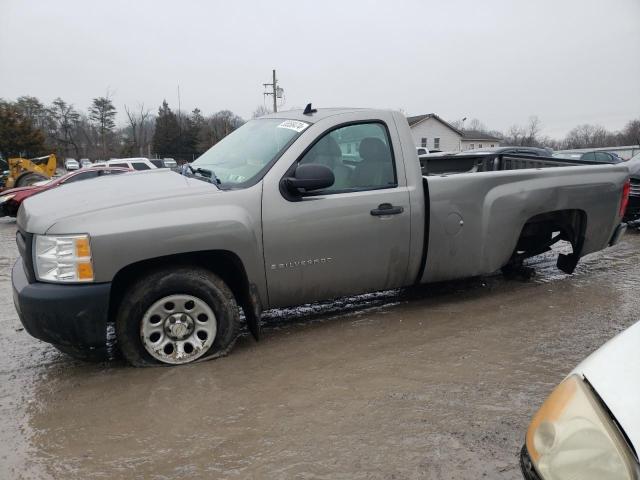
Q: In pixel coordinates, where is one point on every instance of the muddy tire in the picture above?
(177, 316)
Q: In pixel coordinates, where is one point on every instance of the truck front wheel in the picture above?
(176, 317)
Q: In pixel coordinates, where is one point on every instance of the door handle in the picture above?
(386, 209)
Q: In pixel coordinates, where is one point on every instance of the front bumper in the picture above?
(528, 470)
(72, 317)
(8, 209)
(632, 214)
(617, 234)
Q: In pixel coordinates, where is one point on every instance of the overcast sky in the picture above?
(501, 61)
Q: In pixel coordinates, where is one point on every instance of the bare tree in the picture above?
(138, 124)
(63, 128)
(587, 136)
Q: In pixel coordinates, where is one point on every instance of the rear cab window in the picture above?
(140, 166)
(359, 155)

_ _ _ _

What the task requires —
Your job is to transcribe the records exactly and in full. Pictures are not part of the copy.

Solution to this task —
Q: In pixel coordinates, where is one point on every instance of the muddy tire in the picture above?
(177, 316)
Q: In pixel coordinates, where is one point on every instance of the truck front wheel in the picture above?
(176, 317)
Q: In pixel coordinates, where is one point on every instance of the door handle in the picture above?
(386, 209)
Q: In pixel coordinates, where is one point on every instance of the front bumper in the picture above?
(528, 470)
(72, 317)
(8, 209)
(632, 214)
(617, 234)
Q: In pixel coordinates, where is one point on every instance of the overcast sky in the picture above?
(501, 61)
Q: In pixel coordinates, where is one point on every instance of the bare tree in the picture above?
(138, 124)
(63, 128)
(587, 136)
Q: In pixel coordinates, where is one point on every instance of the rear cab window in the picture above?
(140, 166)
(359, 155)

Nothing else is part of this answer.